* _ENTRIES SUPPLIED_:
──────
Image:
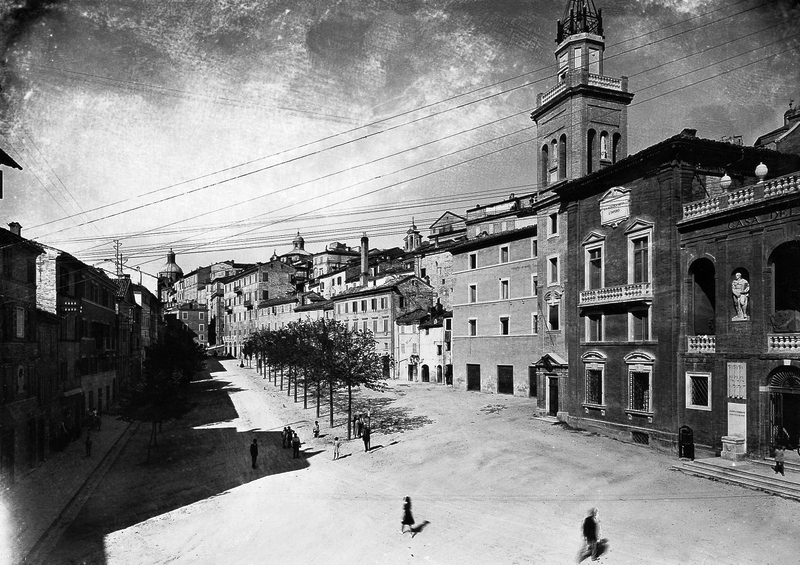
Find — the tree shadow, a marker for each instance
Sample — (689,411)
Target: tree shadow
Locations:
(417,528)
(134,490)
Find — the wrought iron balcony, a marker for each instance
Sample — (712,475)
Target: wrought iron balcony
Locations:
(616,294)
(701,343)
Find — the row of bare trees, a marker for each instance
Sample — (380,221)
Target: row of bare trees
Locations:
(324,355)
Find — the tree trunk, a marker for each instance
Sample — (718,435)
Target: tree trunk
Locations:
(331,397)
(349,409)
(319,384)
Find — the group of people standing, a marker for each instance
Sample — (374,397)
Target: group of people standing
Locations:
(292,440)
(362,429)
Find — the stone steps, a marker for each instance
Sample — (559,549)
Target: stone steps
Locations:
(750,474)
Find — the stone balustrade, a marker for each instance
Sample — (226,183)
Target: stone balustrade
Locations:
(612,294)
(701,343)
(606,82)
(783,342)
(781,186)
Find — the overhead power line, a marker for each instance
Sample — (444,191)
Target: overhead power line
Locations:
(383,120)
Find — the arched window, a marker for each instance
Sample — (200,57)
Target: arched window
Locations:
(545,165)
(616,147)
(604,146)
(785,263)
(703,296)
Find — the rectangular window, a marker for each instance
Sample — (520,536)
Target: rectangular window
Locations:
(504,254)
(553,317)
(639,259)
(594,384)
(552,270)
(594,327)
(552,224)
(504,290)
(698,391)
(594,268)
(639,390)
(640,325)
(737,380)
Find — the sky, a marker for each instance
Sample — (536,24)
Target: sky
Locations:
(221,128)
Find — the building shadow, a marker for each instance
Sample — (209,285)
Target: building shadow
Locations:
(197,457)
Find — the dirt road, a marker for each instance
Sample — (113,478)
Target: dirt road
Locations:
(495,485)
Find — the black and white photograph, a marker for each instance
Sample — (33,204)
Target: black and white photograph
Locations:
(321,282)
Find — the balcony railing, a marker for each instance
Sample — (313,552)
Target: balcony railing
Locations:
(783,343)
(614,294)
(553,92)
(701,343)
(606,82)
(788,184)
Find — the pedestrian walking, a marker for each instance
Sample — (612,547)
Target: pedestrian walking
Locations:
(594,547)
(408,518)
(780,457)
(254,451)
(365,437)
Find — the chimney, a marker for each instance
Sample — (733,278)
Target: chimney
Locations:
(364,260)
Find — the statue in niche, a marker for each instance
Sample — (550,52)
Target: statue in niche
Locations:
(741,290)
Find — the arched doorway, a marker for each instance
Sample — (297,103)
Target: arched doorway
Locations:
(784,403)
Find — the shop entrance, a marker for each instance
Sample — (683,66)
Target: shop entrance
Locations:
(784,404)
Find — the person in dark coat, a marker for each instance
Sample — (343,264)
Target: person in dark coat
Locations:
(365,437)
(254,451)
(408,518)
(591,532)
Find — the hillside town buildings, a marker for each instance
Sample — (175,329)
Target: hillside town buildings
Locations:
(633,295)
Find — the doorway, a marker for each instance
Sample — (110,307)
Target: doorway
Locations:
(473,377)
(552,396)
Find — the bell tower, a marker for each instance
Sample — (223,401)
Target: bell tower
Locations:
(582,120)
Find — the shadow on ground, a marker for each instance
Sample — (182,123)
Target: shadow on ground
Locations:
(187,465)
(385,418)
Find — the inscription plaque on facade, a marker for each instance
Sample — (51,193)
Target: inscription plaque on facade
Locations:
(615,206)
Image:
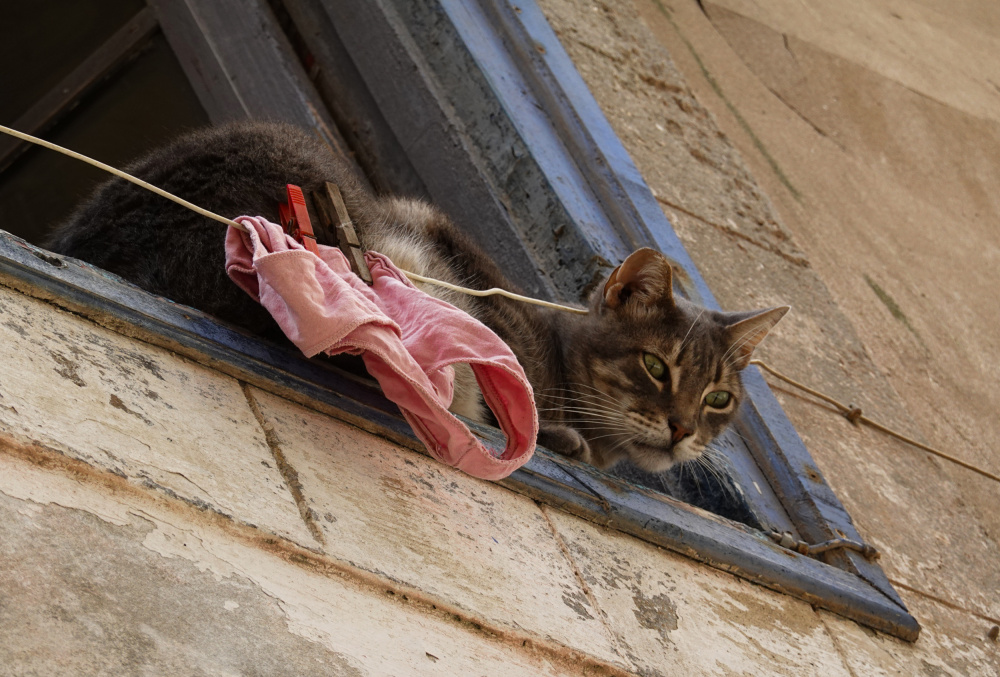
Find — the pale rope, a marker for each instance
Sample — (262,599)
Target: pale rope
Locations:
──────
* _ASSIGNED TASK_:
Read the records above. Show each line that has the string "wrought".

* _SOLUTION TO THIS PROBLEM_:
Find — the wrought iron balcony, a marker for each instance
Target: wrought iron balcony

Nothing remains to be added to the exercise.